If you were betting on humanity in the upcoming grand challenge clash between humanity and IBM's Watson question-answer (QA) supercomputer, you might want to start reconsidering your wager.
As El Reg previously reported, IBM's Watson QA box took the same Jeopardy! entrance exam a month ago and qualified to take on past champions of the popular game show in a throwdown pitting man – well, actually two men – against machine.
Ken Jennings, who has held the top rank in the game the longest (with 74 wins), and Brad Rutter, who has racked up the most cash ($3.25m) on the show during his reign earlier in the decade, are representing humanity.

▶ **Record extracts**:
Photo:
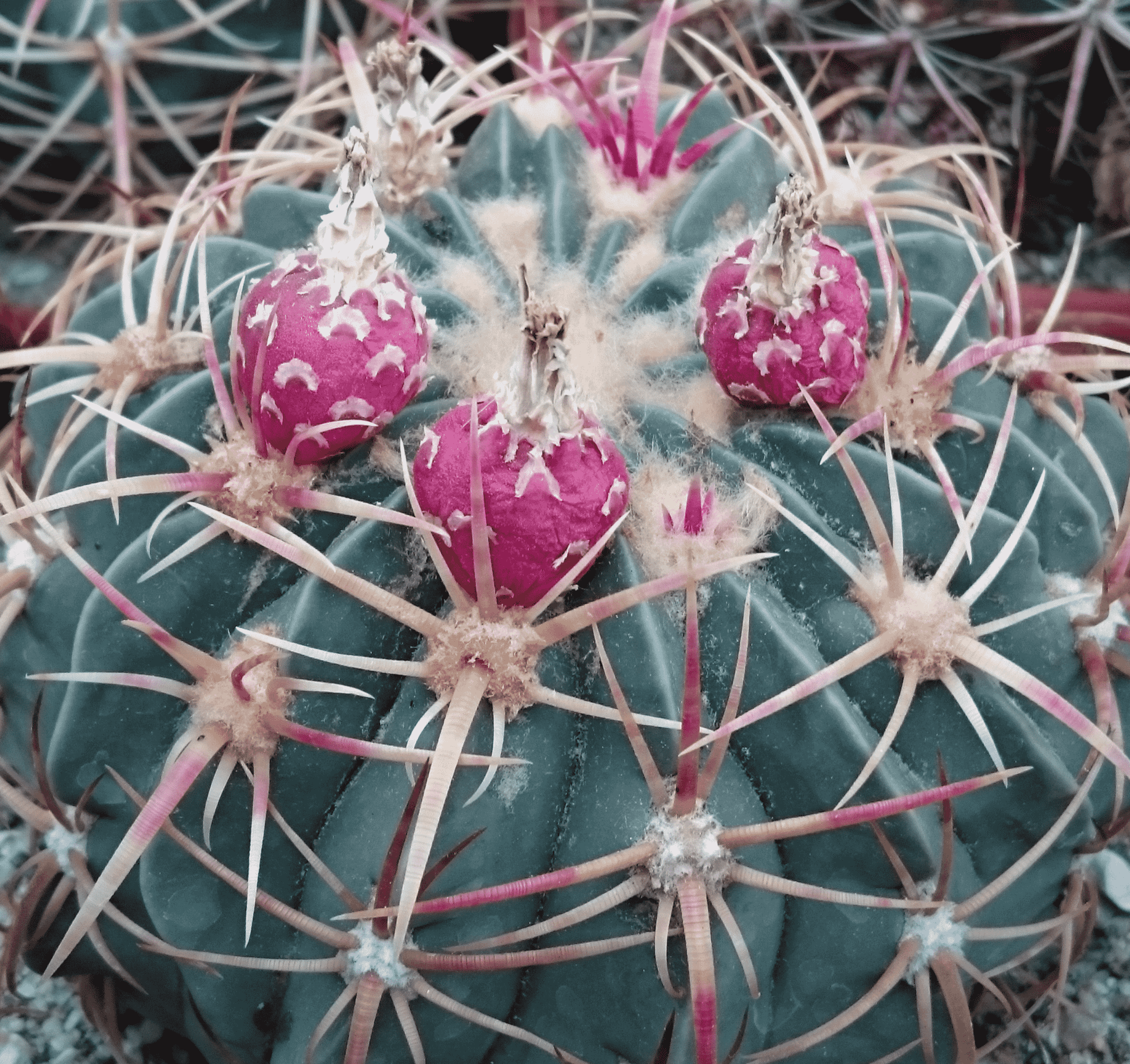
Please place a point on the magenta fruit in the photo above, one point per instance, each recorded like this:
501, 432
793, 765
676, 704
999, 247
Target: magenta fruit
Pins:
334, 333
553, 480
786, 310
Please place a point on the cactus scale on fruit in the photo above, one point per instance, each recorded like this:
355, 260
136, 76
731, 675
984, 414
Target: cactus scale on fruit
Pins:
582, 711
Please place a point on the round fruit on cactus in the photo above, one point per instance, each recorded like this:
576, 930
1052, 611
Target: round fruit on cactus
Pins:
787, 310
336, 332
553, 480
670, 809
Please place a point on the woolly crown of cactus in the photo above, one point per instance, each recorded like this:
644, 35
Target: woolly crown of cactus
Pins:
727, 787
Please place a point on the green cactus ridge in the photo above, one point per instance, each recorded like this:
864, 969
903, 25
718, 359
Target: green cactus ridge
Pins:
631, 869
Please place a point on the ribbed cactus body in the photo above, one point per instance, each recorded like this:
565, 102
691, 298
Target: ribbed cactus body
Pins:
582, 795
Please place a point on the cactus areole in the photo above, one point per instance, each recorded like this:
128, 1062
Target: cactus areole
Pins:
334, 333
553, 479
786, 310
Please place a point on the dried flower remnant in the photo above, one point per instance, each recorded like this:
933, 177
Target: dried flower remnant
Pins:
334, 333
786, 310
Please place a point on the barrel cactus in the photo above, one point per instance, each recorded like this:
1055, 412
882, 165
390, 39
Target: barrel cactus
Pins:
727, 732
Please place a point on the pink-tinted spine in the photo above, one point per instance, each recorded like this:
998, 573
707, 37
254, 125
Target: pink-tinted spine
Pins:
162, 802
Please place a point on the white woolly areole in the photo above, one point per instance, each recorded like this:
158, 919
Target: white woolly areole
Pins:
1105, 633
61, 844
935, 932
21, 555
688, 848
376, 956
351, 242
1028, 359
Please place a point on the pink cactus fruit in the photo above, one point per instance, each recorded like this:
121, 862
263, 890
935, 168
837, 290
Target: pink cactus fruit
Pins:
553, 479
786, 309
332, 333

▶ **Short task 1**: In the Watson article, how many wins does Ken Jennings have?
▶ **Short task 2**:
Decide whether each statement agrees with the Watson article, and support each yes or no with the deciding words of the article, quoted exactly.
(a) Watson took the Jeopardy! entrance exam a month before the article was written.
(b) Brad Rutter has held the top rank in the game the longest.
(c) Brad Rutter has won the most money on the show.
▶ **Short task 3**: Repeat the passage of the Watson article from "If you were" up to and including "reconsidering your wager.", word for word.

▶ **Complete answer 1**: 74 wins

▶ **Complete answer 2**:
(a) Yes: "took the same Jeopardy! entrance exam a month ago"
(b) No: "Ken Jennings, who has held the top rank in the game the longest"
(c) Yes: "Brad Rutter, who has racked up the most cash ($3.25m) on the show"

▶ **Complete answer 3**:
If you were betting on humanity in the upcoming grand challenge clash between humanity and IBM's Watson question-answer (QA) supercomputer, you might want to start reconsidering your wager.